>> Start DATA RECORDS

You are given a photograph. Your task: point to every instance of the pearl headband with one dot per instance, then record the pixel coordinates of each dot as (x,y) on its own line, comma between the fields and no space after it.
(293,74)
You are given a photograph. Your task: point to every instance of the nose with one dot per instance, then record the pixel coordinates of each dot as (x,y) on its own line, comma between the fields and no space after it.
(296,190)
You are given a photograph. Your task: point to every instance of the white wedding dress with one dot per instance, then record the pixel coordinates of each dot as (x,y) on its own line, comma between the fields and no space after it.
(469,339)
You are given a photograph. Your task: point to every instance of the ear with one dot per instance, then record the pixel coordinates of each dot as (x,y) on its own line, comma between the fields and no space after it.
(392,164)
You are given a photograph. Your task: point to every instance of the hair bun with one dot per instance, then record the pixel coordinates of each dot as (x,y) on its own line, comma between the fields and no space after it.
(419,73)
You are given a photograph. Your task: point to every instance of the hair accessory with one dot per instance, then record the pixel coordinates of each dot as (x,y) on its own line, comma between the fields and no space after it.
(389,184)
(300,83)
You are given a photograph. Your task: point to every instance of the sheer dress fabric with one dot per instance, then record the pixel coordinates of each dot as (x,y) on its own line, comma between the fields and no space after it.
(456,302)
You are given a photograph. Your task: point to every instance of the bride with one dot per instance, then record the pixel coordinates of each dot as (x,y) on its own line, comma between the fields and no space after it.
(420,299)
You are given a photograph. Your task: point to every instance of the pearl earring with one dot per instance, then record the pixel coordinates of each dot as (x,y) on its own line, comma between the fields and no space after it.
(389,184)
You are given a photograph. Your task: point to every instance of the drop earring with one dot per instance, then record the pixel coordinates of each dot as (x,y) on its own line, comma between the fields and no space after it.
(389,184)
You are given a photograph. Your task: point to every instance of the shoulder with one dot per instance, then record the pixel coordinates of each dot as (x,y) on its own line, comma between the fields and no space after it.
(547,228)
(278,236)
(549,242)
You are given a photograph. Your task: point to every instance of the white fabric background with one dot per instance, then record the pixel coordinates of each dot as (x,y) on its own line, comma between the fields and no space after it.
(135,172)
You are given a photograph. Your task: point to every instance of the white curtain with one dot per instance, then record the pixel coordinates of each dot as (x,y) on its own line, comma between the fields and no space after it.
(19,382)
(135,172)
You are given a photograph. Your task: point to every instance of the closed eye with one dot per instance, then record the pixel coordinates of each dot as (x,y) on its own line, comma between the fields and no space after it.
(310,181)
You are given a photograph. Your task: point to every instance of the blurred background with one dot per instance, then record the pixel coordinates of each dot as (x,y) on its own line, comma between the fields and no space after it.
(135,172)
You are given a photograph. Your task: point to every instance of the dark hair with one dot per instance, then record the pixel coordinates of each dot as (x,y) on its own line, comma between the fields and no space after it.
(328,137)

>> End DATA RECORDS

## DIRECTIONS
All of the entries must be written out exactly as they stand.

## EXERCISE RESULT
You are given a photograph. Your task: point to every instance of the pearl headband with one dot per instance, then record the pixel coordinates of each dot as (x,y) on its own line, comma between the fields and no space after it.
(293,74)
You are given a photograph. Your task: point to every instance of the nose with one dot per instance, then record the pixel coordinates of each dot as (x,y) on its own line, comma between the fields and no space after it.
(296,190)
You are given a photograph. Your task: point to every instance of the white wedding dress with one dot per instance, then record the pixel coordinates of each dot as (x,y) on its own line, comma between the fields and no space after it.
(469,339)
You are given a photograph. Your task: point to every instance of the ear with one dot per instance, then record the pixel coordinates of each dot as (x,y) on its own line, comma between the fields and no space after it.
(392,164)
You are given a photograph. Your task: point to every instance of the hair bun with one dot per instance, then record the pixel coordinates of each dot as (x,y) on its own line, comma between the fields and no space after it.
(419,73)
You are given a photograph. Your task: point to every instance of the hair accessory with one dot per instance, then record the pixel coordinates of each dot as (x,y) on its own line, comma between the fields and no space after it.
(389,184)
(300,83)
You are given a photograph. Your task: point to every instance of the sheer dress fabric with one dot per instance, then record the pixel coordinates of each dot as (x,y) on its own line, comma between the fields and no space after it.
(456,302)
You are given a photograph. Your task: point to every instance of the bride with one dot per instance, then record the pixel coordinates of each dot as (x,y) on its own line, comma between the fields and no space after it.
(420,299)
You are given a photograph. Your task: point to every instance of the pearl earring with one dot per instance, then record the pixel coordinates of each dot as (x,y) on its own line, comma between the fields and no space after it.
(389,184)
You are given a photograph. Your task: point to every instance of the drop earring with one dot per instance, then record the pixel coordinates of each dot as (x,y) on its own line, comma between the fields and no space after it.
(389,184)
You are given a photograph. Your task: point to every instance of the shoulder with one dot per instance, then record the pixel coordinates of each dot as (x,y) on its own line, comma between the fields and no space after it.
(547,228)
(278,236)
(549,242)
You are given a photograph. Your task: point to every instance of the white fabric background with one dot per instance, then record the pixel coordinates of each dot as (x,y) on its own line, comma between the fields and no space after it.
(135,172)
You are given a photograph. Your task: point to every instance of the white curtain with one dot per instance, then record the pixel coordinates of each dot as (x,y) on its own line, comma between the fields and no space after it.
(19,382)
(135,172)
You are given a photograph. Your task: point to every instance of the closed eye with one dot per instance, then record the pixel coordinates of each dot as (x,y) on its own line, comma between the fields and no space after it.
(310,181)
You are given a photograph. Your task: point to every instance of the blurred background with one dot per instance, then record the pixel coordinates of each dot as (x,y) on its own line, comma between the fields and no space after it.
(135,172)
You are given a photograph. Your task: point to every instance of the dark hair with one dot per instance, then record the pixel coordinates of each dot as (x,y) on its own line, comma between the fields and no space after it.
(328,137)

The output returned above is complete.